> EXERCISE PASSAGE:
§ §

Personal information
- Born: May 26, 2000 (age 26) Duluth, Georgia, U.S.
- Listed height: 6 ft 2 in (1.88 m)
- Listed weight: 194 lb (88 kg)

Career information
- High school: Peachtree Ridge (Suwanee, Georgia)
- College: Georgia (2018–2021) East Carolina (2022–2023)
- NFL draft: 2024 (undrafted)

Career history
- Los Angeles Chargers (2024–2025); Saskatchewan Roughriders (2026);
- Stats at Pro Football Reference

= Jaylen Johnson (American football) =

American football player (born 2000)

Jaylen Alexander Atoa Johnson (born May 26, 2000) is an American professional football wide receiver who is a free agent. He previously played in the National Football League for the Los Angeles Chargers and the Saskatchewan Roughriders in the Canadian Football League (CFL). Johnson played college football for the Georgia Bulldogs and East Carolina Pirates.

==Early life==
Johnson was born on May 26, 2000, in Duluth, Georgia. He attended Peachtree Ridge High School where he played wide receiver and totaled 36 receptions for 490 yards and two touchdowns as a senior, being named first-team all-county and all-region. He walked-on to play college football for the Georgia Bulldogs.

§ §

> GIVEN INFORMATION:
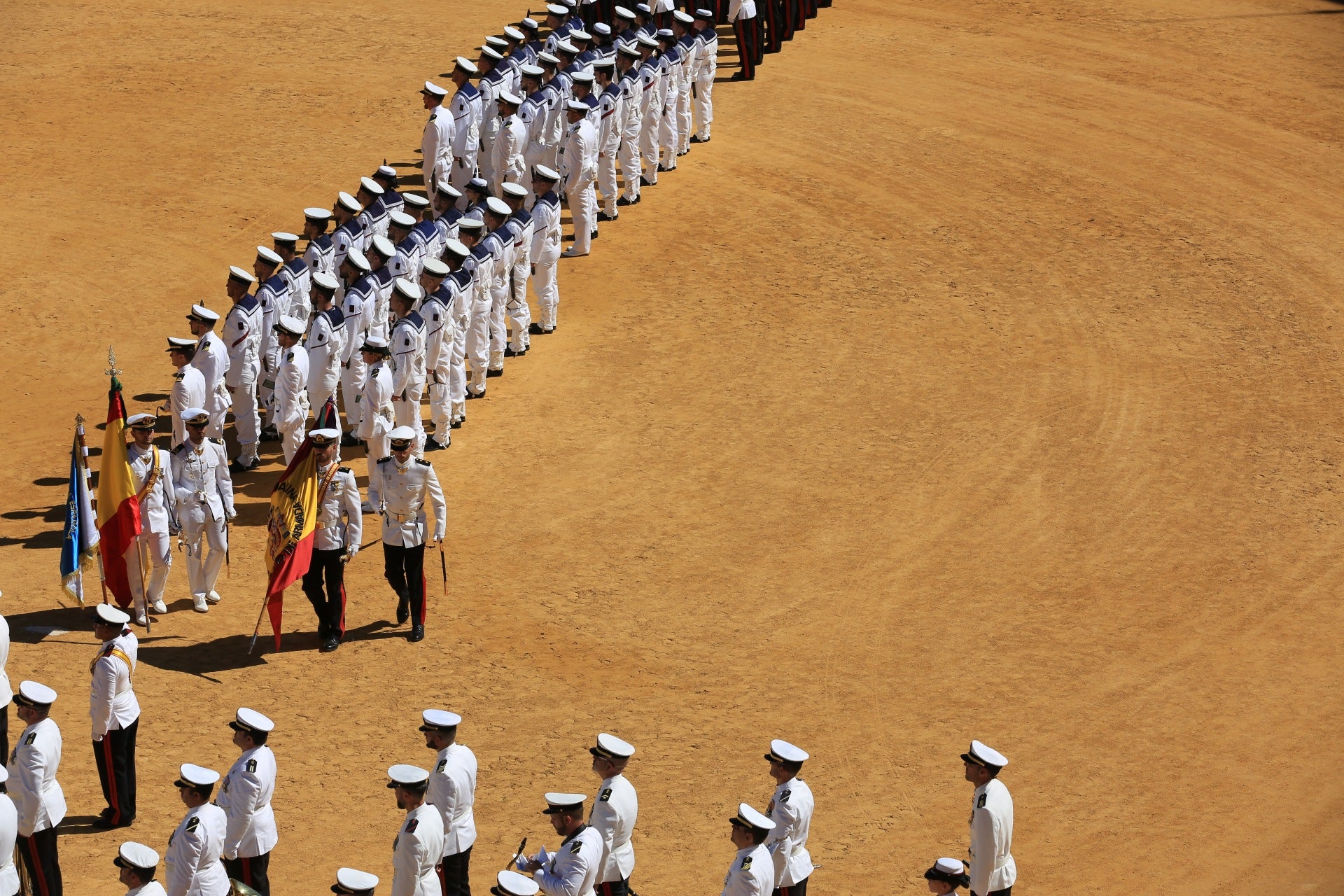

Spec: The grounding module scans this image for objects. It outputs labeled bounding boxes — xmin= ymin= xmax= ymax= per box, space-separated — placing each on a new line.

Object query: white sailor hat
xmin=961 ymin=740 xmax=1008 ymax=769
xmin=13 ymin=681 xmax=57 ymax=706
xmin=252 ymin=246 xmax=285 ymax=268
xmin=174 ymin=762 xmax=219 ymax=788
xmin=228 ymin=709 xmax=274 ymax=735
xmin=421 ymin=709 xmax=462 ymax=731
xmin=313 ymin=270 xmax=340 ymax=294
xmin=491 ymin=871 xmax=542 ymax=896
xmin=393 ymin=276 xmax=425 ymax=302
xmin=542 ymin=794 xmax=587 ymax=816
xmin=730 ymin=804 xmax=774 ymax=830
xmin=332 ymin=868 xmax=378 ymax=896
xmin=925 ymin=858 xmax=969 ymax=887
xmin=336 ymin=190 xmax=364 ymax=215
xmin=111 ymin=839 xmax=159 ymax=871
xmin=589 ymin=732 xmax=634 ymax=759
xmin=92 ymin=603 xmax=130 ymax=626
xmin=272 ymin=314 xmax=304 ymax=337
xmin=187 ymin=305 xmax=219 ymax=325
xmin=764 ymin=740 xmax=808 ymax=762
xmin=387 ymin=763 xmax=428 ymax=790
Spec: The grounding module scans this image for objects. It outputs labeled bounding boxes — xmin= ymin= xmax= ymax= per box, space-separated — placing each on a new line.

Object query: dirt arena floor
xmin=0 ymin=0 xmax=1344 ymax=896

§ §

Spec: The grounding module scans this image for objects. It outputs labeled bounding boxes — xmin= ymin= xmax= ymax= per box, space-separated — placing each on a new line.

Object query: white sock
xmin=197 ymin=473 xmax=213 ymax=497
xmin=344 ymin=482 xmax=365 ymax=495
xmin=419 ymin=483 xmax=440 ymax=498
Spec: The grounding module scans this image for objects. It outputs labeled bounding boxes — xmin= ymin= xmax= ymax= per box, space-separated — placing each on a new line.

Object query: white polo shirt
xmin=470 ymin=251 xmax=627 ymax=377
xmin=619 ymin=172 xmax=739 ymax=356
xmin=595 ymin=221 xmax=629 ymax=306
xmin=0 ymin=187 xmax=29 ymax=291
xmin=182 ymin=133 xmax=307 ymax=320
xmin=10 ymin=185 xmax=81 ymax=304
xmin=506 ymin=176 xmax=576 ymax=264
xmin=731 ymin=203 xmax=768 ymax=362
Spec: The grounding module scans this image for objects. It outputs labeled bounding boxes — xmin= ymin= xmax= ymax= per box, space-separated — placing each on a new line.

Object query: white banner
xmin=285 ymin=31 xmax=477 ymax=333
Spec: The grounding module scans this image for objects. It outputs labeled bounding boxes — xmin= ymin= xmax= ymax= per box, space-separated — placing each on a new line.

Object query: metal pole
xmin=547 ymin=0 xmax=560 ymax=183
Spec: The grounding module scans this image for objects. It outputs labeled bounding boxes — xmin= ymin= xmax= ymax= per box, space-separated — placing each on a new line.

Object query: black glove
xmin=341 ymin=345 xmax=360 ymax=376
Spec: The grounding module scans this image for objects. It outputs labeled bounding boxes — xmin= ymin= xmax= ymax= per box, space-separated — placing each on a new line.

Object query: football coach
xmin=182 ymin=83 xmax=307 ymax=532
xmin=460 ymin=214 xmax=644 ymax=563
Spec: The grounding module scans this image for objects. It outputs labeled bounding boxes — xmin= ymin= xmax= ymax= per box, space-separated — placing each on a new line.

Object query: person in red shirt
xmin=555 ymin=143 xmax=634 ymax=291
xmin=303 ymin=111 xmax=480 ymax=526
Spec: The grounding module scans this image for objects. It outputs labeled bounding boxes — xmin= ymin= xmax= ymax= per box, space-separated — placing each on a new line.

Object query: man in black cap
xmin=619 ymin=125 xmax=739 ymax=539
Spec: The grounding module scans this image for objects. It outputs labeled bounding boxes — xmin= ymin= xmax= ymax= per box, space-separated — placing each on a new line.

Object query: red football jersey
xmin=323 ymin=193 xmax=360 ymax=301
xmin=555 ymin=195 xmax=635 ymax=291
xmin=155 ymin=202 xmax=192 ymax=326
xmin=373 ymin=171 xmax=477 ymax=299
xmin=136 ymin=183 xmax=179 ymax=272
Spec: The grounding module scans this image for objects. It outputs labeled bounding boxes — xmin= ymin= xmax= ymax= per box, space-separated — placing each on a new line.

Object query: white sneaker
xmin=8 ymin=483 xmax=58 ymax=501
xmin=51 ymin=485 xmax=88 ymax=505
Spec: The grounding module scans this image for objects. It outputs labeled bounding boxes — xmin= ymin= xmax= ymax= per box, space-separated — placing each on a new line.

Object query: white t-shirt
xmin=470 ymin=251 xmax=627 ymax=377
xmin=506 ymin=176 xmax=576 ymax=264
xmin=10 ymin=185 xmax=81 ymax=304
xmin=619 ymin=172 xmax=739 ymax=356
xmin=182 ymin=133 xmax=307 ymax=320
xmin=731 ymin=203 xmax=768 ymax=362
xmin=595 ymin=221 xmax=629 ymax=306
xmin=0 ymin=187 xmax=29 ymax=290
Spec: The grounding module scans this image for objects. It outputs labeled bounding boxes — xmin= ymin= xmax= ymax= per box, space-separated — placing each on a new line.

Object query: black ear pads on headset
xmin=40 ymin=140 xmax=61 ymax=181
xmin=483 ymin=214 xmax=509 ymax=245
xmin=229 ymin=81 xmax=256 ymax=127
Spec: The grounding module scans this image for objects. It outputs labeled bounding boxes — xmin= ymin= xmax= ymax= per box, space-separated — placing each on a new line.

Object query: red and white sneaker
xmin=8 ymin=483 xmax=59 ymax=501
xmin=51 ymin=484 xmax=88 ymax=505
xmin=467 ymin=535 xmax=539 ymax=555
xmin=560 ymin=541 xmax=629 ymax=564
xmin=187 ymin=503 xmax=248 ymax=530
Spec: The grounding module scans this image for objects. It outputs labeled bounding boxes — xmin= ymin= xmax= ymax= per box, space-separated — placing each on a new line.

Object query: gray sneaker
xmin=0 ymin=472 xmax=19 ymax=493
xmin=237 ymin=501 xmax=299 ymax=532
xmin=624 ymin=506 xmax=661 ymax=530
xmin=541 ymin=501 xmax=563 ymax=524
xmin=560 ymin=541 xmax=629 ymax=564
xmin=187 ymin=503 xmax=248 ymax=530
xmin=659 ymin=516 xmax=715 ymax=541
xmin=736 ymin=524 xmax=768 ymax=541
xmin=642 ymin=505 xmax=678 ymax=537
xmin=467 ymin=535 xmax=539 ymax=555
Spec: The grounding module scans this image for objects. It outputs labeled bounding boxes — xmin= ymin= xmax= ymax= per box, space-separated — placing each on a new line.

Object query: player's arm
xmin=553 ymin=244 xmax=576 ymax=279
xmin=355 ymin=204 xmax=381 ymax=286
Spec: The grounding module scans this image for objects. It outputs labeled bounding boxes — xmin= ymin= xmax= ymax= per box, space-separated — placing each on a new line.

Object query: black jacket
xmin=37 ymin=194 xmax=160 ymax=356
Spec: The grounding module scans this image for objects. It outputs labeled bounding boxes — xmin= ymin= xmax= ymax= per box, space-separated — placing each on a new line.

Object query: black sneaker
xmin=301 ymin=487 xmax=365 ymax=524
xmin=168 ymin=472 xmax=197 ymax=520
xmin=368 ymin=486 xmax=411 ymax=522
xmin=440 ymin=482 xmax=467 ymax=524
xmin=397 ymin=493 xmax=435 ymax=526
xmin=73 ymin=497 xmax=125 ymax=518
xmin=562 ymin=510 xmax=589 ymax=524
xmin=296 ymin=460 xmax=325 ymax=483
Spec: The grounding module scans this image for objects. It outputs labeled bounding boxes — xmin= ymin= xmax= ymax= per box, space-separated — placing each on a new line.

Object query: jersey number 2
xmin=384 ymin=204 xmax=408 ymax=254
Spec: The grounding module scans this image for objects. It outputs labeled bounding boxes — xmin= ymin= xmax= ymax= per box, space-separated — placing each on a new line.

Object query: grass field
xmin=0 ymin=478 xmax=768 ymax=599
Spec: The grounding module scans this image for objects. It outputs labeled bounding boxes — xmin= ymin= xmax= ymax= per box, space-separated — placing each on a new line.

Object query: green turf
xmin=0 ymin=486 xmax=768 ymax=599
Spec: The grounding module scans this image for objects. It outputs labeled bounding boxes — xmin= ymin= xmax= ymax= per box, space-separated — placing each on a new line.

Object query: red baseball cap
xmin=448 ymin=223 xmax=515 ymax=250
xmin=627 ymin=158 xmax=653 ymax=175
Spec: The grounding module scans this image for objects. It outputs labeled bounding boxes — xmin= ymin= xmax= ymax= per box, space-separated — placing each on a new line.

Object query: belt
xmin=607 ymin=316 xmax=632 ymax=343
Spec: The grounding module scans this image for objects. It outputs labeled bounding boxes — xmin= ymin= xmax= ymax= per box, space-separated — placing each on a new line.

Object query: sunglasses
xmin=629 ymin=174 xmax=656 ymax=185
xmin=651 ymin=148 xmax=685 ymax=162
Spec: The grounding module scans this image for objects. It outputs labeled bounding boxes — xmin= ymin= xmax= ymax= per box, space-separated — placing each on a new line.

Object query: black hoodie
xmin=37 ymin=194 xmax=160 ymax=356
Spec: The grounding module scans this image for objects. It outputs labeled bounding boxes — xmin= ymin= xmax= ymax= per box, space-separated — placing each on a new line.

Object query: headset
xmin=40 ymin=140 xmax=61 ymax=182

§ §

> THINGS TO DO:
A) In the Jaylen Johnson article, which high school did Johnson attend?
B) Reproduce the part of the Jaylen Johnson article that starts at "- NFL draft: 2024" and ends at "player (born 2000)".
C) Resume the Jaylen Johnson article after its last sentence.

> TASK RESULTS:
A) Peachtree Ridge High School

B)
- NFL draft: 2024 (undrafted)

Career history
- Los Angeles Chargers (2024–2025); Saskatchewan Roughriders (2026);
- Stats at Pro Football Reference

= Jaylen Johnson (American football) =

American football player (born 2000)

C)
==College career==
Johnson redshirted as a freshman in 2018, being a member of the scout team, then appeared in three games as a reserve in 2019. He appeared in 10 games during the 2020 season, seeing action as a reserve wide receiver and special teams player. In the 2021 season, he appeared in 14 of 15 games for the national champion Bulldogs, recording three receptions for 29 yards and one carry for six yards. He entered the NCAA transfer portal following the season. He finished his stint at Georgia having appeared in 22 games.

Johnson transferred to the East Carolina Pirates in 2022, playing in 10 games that year while catching 26 receptions for 340 yards and four touchdowns, despite being limited by injury for most of the year. In his senior year, he caught 45 passes for 466 yards and two touchdowns while starting 11 of 12 games. He finished his stint at East Carolina with 71 receptions for 806 yards and six touchdowns.

==Professional career==

Pre-draft measurables
| Height | Weight | Arm length | Hand span | Wingspan | 40-yard dash | 10-yard split | 20-yard split | 20-yard shuttle | Three-cone drill | Vertical jump | Broad jump | Bench press |
| 6 ft 0+7⁄8 in (1.85 m) | 200 lb (91 kg) | 30+3⁄4 in (0.78 m) | 8+3⁄4 in (0.22 m) | 6 ft 1+1⁄4 in (1.86 m) | 4.55 s | 1.61 s | 2.65 s | 4.50 s | 7.50 s | 33.0 in (0.84 m) | 9 ft 9 in (2.97 m) | 13 reps |
All values from Pro Day

=== Los Angeles Chargers ===

After going unselected in the 2024 NFL draft, Johnson signed with the Los Angeles Chargers as an undrafted free agent. He had three receptions for 53 yards in preseason but was released at the final roster cuts on August 27, 2024, then being re-signed to the practice squad the following day. He was elevated to the active roster for the team's Week 8 game against the New Orleans Saints, and made his debut in the game, appearing on one offensive snap and three special teams snaps. He signed a reserve/future contract on January 13, 2025.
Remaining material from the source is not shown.